| EXTRAHIERTER TEXT |
========

Regimekritiker Ai Weiwei: Schweigen zur Bedingung

Seit seiner Freilassung darf der Künstler Ai Weiwei keine Interviews mehr geben. Auch seine Freunde, Kollegen und Mitarbeiter fürchten sich vor dem Regime.

Wird außerdem von einer Kamera von der gegenüberliegenden Straßenseite beobachtet: Ai Weiwei. Bild: dpa

PEKING taz | Ein Julimorgen im Pekinger Vorort Caochangdi: Das blaue Eisentor Hausnummer 258 bleibt verschlossen, keiner geht hinein, niemand kommt heraus. Ab und an passieren Fußgänger die graue Mauer mit dem Firmenschild "Fake". Eine Kamera auf der anderen Straßenseite beobachtet sie alle.

Bis zum Frühjahr war die Adresse des Künstlers Ai Weiwei ein viel besuchter Ort. Ausländische Fernsehteams, Galeristen, Freunde, Künstlerkollegen, Helfer und Praktikanten aus aller Welt gaben sich hier von morgens bis abends die Klinke in die Hand, freundlich toleriert von der Familie des Künstlers.

========

Einträge zur Positionsbestimmung:

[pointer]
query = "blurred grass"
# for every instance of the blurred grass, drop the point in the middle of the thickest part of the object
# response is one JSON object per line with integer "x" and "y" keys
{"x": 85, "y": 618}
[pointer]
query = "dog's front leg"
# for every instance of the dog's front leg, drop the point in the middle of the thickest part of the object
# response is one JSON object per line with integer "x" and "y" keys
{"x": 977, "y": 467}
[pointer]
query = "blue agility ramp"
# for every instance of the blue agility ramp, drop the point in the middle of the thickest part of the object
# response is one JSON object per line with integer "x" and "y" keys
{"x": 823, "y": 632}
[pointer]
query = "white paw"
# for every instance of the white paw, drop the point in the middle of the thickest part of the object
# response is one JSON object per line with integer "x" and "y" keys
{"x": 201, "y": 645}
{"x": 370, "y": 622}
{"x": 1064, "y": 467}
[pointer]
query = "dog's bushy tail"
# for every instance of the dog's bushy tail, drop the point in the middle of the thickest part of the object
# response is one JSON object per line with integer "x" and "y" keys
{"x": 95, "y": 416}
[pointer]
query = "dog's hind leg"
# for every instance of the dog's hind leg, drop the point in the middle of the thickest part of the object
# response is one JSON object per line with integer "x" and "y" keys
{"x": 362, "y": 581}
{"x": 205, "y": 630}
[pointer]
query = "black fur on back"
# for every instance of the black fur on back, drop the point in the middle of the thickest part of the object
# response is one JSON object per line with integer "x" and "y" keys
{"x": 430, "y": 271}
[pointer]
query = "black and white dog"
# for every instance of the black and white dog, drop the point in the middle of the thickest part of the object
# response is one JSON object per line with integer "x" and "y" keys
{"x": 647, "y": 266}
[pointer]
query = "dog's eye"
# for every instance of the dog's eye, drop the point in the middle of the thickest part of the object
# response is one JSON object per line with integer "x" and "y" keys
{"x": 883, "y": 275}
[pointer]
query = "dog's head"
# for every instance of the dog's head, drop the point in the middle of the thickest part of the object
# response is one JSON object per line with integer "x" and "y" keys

========

| ARBEITSAUFTRAG 1 |
Welcher Name steht laut dem Artikel über Ai Weiwei auf dem Firmenschild an der grauen Mauer?
| ARBEITSAUFTRAG 2 |
Fasse im Artikel über Ai Weiwei den Absatz, der mit "Bis zum Frühjahr war die Adresse" beginnt, kürzer zusammen.
| ARBEITSAUFTRAG 3 |
Führe den Artikel über Ai Weiwei im Anschluss an seinen letzten Satz fort.
Die Einträge haben hierfür keine Bedeutung.

| ERGEBNIS 1 |
Auf dem Firmenschild steht "Fake".

| ERGEBNIS 2 |
Bis zum Frühjahr kamen von morgens bis abends viele Besucher an Ai Weiweis Adresse: ausländische Fernsehteams, Galeristen, Freunde, Künstlerkollegen sowie Helfer und Praktikanten aus aller Welt. Die Familie des Künstlers tolerierte das freundlich.

| ERGEBNIS 3 |
Die Besucher drängten sich in seinem Büro, an dessen Wand die Namen der beim Erdbeben in Sichuan 2008 verstorbenen Schulkinder geheftet waren; sie ließen sich seine Werke im Studio nebenan zeigen oder interviewten ihn an einem gewaltigen Holztisch. Stets spielten ein paar Katzen im Hof des aus grauen Backsteinen errichteten Komplexes, ständig klingelte irgendwo ein Telefon.

Doch seit der Nacht des 23. Juni, als Ai Weiwei aus einem dunklen Wagen stieg und den wartenden Journalisten erklärte, dass er nicht mehr mit ihnen reden dürfe, herrscht Ruhe vor und auf dem Grundstück. Die Polizei macht sein Schweigen zur Bedingung dafür, dass sie ihn nach mehr als sechswöchiger Haft wieder nach Hause zurückkehren ließ: keine Interviews, keine Blogs, keine Nachrichten auf Twitter. Andernfalls werde er wieder von seiner Familie getrennt und dürfe auch seinen zweieinhalbjährigen Sohn Ai Lao nicht mehr sehen.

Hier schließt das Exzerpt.